» **WORK INSTRUCTIONS**
Keep only the lines in the entries below that contain the word "white", and copy each one in full.

» **RECORDS PROVIDED**
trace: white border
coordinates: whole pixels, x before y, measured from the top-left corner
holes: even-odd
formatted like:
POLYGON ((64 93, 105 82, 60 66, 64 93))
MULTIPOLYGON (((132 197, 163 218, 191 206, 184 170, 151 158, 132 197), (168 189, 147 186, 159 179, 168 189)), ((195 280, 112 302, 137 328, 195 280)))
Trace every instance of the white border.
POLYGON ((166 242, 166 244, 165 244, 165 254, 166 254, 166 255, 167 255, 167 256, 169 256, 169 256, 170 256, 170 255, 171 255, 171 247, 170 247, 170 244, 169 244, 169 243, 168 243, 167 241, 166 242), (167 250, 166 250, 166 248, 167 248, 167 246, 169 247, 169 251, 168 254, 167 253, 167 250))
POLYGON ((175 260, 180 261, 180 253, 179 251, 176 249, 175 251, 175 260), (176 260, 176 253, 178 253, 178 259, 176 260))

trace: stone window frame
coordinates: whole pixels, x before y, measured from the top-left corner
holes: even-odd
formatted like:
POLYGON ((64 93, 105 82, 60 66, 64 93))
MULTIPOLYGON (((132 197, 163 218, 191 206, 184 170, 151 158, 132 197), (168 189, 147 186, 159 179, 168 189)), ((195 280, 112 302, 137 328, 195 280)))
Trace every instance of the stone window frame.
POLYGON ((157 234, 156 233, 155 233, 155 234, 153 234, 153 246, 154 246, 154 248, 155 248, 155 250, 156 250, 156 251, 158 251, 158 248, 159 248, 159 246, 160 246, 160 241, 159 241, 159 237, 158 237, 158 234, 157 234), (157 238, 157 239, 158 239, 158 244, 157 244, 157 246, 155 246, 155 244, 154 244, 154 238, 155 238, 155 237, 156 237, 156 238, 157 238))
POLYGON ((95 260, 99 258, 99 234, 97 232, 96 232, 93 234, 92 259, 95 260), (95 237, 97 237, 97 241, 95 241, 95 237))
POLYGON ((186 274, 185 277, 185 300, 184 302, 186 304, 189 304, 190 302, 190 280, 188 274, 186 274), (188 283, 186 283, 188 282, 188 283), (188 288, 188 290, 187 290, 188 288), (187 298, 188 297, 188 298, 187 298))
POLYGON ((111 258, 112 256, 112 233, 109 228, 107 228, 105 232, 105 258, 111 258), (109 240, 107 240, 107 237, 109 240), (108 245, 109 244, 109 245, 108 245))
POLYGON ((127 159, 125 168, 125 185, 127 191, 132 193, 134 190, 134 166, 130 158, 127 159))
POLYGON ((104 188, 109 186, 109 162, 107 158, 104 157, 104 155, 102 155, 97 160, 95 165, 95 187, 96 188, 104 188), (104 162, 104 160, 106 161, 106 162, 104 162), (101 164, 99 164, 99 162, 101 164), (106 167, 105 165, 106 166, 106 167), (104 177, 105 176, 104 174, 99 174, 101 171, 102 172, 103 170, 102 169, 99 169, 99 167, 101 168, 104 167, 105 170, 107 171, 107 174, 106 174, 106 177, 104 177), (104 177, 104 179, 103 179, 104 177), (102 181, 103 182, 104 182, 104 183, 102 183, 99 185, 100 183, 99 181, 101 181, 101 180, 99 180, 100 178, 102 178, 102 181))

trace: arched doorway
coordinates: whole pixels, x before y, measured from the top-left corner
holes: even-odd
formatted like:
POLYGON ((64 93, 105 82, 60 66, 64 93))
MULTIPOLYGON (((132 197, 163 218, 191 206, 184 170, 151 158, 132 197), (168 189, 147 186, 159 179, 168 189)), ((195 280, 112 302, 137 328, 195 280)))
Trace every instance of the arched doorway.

» **FULL SOLUTION**
trace: white border
Trace every instance of the white border.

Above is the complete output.